Data listing:
━━━━━━

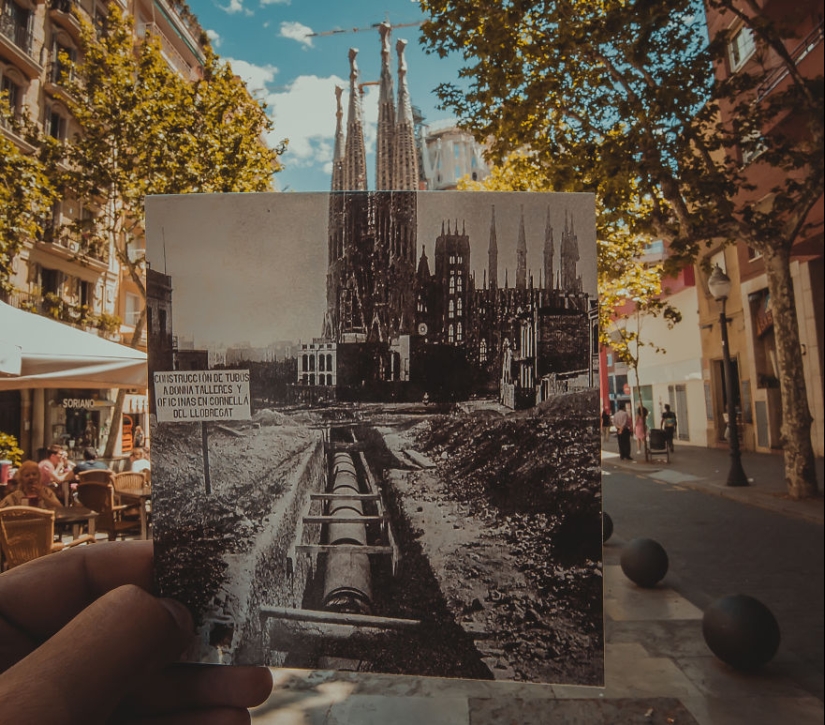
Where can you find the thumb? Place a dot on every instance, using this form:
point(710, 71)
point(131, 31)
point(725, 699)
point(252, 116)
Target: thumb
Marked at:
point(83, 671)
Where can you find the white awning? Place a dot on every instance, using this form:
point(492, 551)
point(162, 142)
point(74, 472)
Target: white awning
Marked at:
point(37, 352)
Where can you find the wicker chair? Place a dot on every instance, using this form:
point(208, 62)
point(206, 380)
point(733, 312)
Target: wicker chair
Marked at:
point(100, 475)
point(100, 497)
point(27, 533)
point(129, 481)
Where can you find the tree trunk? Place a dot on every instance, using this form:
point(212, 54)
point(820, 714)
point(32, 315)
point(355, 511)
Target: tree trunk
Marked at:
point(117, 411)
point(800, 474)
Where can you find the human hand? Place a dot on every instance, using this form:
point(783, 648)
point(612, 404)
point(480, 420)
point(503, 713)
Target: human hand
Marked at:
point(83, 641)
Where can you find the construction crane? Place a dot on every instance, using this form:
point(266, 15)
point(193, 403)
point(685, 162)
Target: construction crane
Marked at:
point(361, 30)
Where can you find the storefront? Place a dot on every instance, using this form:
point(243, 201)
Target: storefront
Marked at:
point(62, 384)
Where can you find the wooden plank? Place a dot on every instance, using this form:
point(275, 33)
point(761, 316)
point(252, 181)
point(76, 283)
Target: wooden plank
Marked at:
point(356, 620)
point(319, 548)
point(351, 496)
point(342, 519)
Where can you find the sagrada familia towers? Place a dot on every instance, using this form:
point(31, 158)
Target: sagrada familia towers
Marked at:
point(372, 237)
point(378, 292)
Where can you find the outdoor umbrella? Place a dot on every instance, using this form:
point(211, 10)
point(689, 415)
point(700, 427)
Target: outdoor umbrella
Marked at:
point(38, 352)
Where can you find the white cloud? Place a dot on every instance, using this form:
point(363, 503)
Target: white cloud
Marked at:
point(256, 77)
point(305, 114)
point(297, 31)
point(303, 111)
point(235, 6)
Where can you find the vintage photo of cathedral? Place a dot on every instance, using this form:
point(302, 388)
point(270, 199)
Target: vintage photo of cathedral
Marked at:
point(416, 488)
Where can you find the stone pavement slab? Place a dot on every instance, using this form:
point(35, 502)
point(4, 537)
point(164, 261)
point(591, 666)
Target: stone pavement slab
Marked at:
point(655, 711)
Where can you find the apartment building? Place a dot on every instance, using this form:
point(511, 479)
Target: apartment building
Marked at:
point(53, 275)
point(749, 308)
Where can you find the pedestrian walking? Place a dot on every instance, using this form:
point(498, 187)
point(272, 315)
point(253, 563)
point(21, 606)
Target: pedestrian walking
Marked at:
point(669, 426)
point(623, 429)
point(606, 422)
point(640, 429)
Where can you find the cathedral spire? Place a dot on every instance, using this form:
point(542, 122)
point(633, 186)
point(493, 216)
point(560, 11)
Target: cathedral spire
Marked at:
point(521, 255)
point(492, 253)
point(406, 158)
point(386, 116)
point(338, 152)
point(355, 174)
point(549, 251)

━━━━━━

Scan the lines above for "Target: wooden plank" and for "Target: white cloud". Repeat exactly the line holding each of them and every line in between.

Output of the task:
Target: wooden plank
Marked at:
point(356, 620)
point(319, 548)
point(351, 496)
point(342, 519)
Where can you find the sagrada familia towers? Place a dot on every instance, using this form:
point(31, 158)
Target: sagrada familia towers
Marked at:
point(372, 237)
point(378, 292)
Where can you find the outdoor umbrella? Place a dot on every instance, using this form:
point(211, 10)
point(689, 415)
point(700, 427)
Target: outdoor umbrella
Marked at:
point(38, 352)
Where can you find the white cloud? Place a dot on every instance, using this form:
point(363, 503)
Target: white cloud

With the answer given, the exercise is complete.